# What is needed:
Using the listing below, give the number of lines in which the string "bowl" appears, and nothing else.
****
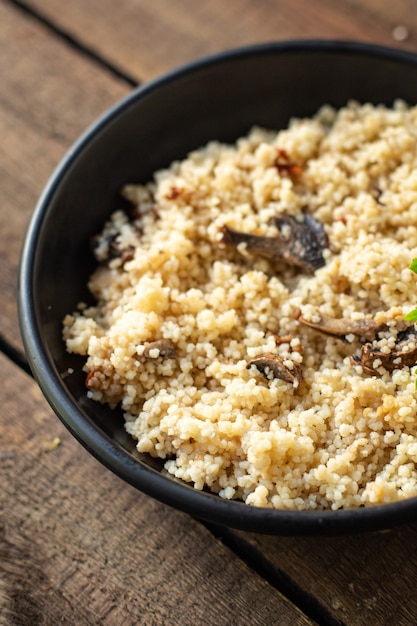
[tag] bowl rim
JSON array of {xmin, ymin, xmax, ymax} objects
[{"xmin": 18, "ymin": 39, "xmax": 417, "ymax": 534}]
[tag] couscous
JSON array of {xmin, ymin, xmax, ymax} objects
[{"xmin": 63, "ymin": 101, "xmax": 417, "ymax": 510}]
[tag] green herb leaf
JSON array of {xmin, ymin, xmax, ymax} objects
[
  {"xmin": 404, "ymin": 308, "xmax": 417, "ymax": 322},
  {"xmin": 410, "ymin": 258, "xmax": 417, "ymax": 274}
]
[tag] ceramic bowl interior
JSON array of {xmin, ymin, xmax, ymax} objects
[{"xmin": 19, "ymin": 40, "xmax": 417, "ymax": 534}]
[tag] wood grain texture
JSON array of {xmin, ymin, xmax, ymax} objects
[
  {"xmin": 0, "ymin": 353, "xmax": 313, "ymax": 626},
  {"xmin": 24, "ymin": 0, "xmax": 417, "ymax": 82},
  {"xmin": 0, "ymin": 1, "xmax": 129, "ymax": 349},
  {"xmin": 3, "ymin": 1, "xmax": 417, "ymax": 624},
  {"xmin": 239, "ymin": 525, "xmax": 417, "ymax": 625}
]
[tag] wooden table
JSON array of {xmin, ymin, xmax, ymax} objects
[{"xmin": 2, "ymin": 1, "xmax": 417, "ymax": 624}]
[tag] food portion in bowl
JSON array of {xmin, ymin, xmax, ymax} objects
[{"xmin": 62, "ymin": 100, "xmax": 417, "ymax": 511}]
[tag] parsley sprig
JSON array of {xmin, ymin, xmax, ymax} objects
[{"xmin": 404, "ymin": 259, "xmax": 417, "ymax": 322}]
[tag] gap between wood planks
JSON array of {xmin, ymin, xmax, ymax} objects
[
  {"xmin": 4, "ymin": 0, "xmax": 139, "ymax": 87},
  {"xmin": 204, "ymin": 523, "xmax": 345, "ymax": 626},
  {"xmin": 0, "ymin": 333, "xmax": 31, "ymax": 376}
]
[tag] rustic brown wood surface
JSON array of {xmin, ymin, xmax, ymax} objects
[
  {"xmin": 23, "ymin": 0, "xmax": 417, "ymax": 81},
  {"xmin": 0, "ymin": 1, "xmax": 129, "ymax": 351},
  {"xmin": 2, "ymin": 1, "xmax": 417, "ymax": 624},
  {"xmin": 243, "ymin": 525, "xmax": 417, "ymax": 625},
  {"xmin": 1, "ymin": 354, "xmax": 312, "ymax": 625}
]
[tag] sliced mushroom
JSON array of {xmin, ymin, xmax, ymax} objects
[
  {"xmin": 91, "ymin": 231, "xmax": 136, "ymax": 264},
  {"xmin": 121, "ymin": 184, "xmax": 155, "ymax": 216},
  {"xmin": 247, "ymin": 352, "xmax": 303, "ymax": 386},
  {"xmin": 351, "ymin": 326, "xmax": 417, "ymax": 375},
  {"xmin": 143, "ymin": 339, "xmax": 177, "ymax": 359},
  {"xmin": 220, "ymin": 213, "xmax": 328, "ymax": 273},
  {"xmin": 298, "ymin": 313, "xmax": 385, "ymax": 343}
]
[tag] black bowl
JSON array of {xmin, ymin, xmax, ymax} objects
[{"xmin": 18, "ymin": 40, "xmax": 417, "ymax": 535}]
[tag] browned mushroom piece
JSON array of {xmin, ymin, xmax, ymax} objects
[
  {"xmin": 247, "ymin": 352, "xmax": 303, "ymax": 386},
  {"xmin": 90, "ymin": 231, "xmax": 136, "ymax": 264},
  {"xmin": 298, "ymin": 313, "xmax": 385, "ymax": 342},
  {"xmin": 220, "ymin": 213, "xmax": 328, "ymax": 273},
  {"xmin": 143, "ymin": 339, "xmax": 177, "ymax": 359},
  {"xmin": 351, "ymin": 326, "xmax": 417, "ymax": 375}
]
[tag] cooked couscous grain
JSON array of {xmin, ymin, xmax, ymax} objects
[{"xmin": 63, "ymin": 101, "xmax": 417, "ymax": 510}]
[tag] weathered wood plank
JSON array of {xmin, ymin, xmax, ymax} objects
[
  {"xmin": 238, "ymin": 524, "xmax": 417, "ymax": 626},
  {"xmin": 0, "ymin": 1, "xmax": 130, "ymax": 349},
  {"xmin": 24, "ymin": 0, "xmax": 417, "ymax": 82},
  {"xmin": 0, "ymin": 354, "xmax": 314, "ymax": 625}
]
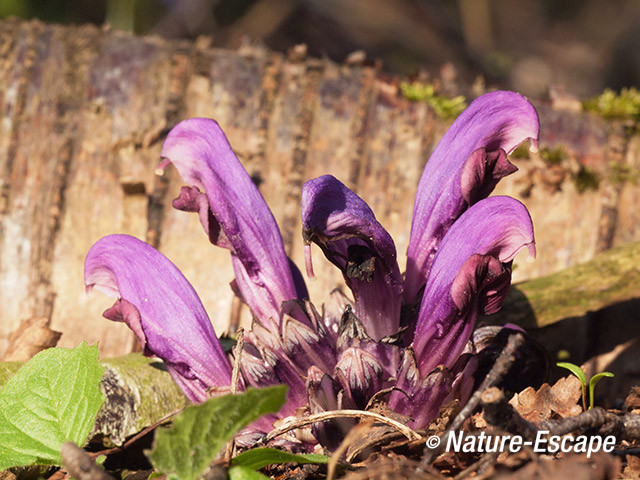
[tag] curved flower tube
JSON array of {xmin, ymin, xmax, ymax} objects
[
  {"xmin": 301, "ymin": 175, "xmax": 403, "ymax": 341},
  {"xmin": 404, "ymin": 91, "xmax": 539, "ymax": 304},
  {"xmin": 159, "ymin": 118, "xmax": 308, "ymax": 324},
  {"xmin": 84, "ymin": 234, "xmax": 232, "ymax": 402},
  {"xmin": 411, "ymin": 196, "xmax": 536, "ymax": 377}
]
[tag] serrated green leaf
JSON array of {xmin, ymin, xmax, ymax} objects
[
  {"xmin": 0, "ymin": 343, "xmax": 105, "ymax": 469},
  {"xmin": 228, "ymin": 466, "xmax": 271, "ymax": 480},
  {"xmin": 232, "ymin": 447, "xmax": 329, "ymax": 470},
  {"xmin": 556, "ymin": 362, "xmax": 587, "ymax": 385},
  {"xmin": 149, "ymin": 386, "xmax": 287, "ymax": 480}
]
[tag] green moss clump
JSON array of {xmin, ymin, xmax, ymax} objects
****
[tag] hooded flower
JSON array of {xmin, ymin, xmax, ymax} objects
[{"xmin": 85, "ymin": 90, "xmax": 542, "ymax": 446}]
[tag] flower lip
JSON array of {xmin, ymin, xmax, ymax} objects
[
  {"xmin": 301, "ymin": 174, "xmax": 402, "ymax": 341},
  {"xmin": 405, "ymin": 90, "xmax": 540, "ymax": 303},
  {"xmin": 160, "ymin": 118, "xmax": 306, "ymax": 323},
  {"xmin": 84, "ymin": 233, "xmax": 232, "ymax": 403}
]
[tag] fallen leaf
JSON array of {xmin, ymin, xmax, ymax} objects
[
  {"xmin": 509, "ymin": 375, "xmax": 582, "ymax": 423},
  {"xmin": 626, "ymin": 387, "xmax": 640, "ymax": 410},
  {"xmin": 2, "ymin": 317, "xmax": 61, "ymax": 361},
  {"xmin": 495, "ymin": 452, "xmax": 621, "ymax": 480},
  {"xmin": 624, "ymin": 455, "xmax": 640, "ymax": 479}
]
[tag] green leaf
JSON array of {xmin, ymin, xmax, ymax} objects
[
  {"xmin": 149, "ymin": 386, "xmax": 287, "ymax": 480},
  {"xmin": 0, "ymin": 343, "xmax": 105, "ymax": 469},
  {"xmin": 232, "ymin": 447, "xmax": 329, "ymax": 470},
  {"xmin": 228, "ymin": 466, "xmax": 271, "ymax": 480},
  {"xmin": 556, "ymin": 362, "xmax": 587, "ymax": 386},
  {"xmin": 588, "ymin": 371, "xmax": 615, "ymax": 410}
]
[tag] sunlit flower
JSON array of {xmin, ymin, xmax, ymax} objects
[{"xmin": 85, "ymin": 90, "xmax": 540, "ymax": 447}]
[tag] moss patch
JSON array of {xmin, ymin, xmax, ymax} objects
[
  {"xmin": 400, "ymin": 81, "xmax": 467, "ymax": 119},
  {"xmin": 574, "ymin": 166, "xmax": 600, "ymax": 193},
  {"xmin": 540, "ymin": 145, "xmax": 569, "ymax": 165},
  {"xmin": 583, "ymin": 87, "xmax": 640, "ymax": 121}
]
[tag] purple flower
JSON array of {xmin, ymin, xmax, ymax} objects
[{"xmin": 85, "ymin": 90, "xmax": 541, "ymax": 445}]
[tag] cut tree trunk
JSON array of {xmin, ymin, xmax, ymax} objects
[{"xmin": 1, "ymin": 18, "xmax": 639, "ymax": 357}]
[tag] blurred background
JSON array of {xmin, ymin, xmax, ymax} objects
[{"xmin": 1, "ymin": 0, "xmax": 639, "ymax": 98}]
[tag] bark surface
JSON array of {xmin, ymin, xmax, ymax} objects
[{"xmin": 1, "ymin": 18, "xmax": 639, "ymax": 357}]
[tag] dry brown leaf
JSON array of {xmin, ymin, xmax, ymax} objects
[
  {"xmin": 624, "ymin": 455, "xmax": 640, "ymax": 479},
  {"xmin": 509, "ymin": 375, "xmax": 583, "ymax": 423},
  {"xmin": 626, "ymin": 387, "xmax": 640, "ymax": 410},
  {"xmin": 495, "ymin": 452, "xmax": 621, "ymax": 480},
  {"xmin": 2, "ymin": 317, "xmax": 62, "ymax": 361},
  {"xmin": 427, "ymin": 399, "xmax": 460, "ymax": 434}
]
****
# Exercise result:
4